## DESCRIPTION OF THE TASK
Retype the data below verbatim, starting at the line with "obj: blue plastic stake | fmt: x1,y1 -> x2,y2" and continuing up to and including the line with "201,56 -> 214,64".

(Bounding box annotation entries)
□ □ □
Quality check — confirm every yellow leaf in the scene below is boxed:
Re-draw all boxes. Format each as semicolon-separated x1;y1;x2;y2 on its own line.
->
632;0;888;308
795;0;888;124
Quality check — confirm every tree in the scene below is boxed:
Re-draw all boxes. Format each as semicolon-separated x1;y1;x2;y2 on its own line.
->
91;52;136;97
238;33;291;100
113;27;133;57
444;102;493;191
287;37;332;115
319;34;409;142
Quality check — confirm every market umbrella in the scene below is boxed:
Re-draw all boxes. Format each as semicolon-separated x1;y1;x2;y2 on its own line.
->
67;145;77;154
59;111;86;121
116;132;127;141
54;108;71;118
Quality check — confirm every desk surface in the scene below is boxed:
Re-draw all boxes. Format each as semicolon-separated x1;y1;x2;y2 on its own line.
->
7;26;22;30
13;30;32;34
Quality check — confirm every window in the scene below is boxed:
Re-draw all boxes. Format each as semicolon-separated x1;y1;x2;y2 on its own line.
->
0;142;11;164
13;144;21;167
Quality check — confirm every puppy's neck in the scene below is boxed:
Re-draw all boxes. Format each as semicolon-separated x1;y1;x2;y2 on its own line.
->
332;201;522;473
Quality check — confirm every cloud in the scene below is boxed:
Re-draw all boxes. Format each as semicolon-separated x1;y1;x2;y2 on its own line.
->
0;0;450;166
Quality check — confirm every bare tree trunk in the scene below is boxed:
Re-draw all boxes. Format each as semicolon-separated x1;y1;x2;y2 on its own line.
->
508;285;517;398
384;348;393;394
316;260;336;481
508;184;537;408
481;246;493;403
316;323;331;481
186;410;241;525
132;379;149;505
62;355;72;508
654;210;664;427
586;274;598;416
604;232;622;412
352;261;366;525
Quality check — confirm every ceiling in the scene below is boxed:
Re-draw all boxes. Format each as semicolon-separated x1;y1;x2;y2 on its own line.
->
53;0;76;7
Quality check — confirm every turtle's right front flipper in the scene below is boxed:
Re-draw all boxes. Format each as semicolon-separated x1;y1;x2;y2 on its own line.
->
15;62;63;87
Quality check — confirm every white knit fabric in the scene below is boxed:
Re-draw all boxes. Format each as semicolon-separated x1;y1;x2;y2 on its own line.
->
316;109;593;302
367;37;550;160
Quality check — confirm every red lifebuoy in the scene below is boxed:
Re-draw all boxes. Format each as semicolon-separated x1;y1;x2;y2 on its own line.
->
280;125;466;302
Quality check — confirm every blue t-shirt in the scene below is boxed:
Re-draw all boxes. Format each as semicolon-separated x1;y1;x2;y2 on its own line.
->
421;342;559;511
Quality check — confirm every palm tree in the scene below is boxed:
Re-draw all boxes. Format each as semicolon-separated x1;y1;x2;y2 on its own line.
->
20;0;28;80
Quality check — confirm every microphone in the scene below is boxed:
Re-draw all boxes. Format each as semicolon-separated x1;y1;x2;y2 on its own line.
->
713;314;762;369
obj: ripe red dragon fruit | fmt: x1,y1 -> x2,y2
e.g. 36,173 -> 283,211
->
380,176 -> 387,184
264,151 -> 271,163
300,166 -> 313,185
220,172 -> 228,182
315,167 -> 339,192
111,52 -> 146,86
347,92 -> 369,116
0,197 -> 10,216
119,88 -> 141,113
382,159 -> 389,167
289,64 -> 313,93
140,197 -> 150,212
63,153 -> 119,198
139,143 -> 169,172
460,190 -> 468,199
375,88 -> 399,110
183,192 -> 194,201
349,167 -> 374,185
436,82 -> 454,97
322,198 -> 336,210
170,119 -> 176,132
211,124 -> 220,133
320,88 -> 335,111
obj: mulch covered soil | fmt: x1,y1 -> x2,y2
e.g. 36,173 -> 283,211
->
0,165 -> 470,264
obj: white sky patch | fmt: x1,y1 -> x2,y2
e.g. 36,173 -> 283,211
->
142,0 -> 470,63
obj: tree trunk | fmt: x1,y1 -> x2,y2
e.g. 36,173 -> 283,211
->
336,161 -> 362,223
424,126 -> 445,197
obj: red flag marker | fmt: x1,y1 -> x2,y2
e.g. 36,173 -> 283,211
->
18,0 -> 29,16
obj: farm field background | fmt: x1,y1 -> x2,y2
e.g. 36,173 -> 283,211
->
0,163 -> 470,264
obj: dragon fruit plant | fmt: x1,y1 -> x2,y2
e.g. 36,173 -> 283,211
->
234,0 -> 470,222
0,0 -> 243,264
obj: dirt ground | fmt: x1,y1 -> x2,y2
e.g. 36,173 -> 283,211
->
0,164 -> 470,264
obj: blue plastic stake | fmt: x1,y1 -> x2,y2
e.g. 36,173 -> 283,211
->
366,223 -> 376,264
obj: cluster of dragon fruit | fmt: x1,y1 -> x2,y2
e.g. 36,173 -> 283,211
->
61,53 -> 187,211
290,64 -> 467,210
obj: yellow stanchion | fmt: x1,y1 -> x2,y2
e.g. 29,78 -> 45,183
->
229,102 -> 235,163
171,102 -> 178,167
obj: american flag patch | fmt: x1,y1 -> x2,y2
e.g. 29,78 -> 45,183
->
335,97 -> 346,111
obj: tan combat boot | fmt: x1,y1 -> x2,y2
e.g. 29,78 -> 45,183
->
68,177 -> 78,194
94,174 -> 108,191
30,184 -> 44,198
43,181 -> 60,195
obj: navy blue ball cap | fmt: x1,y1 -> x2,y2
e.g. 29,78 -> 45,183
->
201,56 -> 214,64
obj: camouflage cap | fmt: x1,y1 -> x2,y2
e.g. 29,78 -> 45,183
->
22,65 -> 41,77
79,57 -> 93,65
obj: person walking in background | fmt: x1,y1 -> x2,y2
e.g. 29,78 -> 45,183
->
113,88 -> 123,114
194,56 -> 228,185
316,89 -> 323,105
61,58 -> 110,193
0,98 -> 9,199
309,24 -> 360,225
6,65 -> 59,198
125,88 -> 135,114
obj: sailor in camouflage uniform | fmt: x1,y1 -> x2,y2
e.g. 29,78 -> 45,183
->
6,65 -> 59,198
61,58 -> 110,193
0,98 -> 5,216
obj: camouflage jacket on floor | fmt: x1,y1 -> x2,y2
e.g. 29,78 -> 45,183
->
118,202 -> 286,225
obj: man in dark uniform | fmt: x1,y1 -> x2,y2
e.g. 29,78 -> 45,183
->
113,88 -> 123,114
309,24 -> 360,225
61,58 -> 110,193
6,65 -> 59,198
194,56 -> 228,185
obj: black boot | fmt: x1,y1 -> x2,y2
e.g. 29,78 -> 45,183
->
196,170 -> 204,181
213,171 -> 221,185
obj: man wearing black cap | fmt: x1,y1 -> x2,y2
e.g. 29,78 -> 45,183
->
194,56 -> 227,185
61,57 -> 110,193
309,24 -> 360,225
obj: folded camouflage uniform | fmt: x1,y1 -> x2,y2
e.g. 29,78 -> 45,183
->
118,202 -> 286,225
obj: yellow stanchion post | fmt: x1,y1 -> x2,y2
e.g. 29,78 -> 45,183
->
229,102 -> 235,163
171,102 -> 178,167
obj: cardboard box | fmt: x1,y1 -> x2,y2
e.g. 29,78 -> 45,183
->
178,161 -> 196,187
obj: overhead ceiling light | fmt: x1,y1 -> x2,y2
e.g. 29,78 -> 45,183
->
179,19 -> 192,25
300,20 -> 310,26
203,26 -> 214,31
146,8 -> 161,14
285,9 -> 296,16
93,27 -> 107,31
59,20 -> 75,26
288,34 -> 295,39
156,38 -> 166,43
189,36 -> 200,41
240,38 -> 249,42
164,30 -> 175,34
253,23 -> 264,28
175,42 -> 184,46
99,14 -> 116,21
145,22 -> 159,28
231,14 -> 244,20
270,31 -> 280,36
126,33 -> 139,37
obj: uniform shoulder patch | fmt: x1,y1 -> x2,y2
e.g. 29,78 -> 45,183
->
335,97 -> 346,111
□ □ □
## FULL SOLUTION
obj: blue plastic stake | fmt: x1,y1 -> x2,y2
e.g. 36,173 -> 283,211
->
366,223 -> 376,264
obj: cluster of dragon fruit | fmt: x1,y1 -> x2,y2
e.g. 36,173 -> 283,211
->
61,53 -> 187,211
290,64 -> 467,210
obj: yellow stanchion | fmt: x1,y1 -> x2,y2
e.g. 29,78 -> 45,183
->
229,102 -> 235,163
171,102 -> 178,167
obj: american flag patch | fmt: x1,y1 -> x2,y2
e.g. 29,78 -> 45,183
->
335,97 -> 346,111
obj: tan combat boot | fmt: x1,y1 -> x2,y2
e.g. 29,78 -> 45,183
->
68,177 -> 78,194
94,174 -> 108,191
30,184 -> 44,198
43,181 -> 60,195
obj: navy blue ball cap | fmt: x1,y1 -> x2,y2
e.g. 29,78 -> 45,183
->
201,56 -> 214,64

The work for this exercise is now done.